┌─ Source records

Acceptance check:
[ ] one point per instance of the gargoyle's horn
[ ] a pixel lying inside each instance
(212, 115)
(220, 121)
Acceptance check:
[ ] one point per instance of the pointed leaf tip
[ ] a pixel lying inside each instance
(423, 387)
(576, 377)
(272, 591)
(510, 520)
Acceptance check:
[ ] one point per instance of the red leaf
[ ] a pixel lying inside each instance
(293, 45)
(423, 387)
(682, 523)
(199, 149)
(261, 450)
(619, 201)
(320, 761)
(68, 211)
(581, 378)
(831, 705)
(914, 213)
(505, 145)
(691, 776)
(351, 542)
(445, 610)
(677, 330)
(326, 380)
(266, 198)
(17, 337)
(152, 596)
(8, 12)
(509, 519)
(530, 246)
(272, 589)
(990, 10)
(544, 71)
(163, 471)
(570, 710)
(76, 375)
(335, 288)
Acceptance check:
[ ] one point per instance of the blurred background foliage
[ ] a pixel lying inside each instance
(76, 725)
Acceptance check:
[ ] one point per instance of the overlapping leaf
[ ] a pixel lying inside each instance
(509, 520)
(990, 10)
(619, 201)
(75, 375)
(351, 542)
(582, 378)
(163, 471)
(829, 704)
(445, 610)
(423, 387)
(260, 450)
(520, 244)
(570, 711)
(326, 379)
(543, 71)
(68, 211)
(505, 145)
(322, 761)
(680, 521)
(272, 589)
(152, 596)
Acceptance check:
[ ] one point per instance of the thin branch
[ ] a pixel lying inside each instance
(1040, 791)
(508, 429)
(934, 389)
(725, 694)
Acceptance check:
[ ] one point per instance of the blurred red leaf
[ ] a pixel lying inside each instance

└─

*Work required*
Each entry is to be returned in full, character for character.

*The response*
Acceptance check:
[ ] one point per instance of the gargoyle's horn
[ ] a pixel lying inside each instance
(212, 115)
(220, 121)
Acceptance check:
[ ] one point per instance of the pointed leaf tip
[ ] a pixel lying inside each instance
(423, 387)
(576, 377)
(272, 591)
(510, 520)
Acceptance check:
[ ] one point per instance of the red leaf
[ ] a pixel lying inside each instance
(293, 45)
(423, 387)
(682, 523)
(199, 149)
(261, 450)
(619, 201)
(320, 761)
(68, 211)
(581, 378)
(831, 705)
(914, 213)
(505, 145)
(691, 776)
(351, 542)
(445, 610)
(677, 330)
(326, 380)
(266, 198)
(17, 337)
(152, 596)
(8, 12)
(509, 519)
(530, 246)
(272, 589)
(990, 10)
(544, 71)
(163, 471)
(570, 710)
(76, 375)
(335, 288)
Acceptance check:
[ ] one point per instance of the blurred background foliage
[ ] a pixel lying inside each instance
(76, 725)
Acceptance check:
[ ] one point per instance of the overlapping leaf
[ ] a pixel lying inside each instance
(509, 520)
(990, 10)
(619, 201)
(75, 375)
(351, 542)
(582, 378)
(163, 471)
(829, 704)
(445, 610)
(423, 387)
(260, 450)
(520, 244)
(570, 711)
(326, 379)
(543, 71)
(68, 211)
(505, 145)
(322, 761)
(680, 521)
(272, 589)
(152, 596)
Acceptance check:
[ ] one point per instance of the thin branch
[ ] a pixel lying inside each instance
(1040, 791)
(508, 429)
(934, 389)
(725, 694)
Acceptance check:
[ ] one point per instance of the blurred red leaf
[ ] a pixel lying inside each instance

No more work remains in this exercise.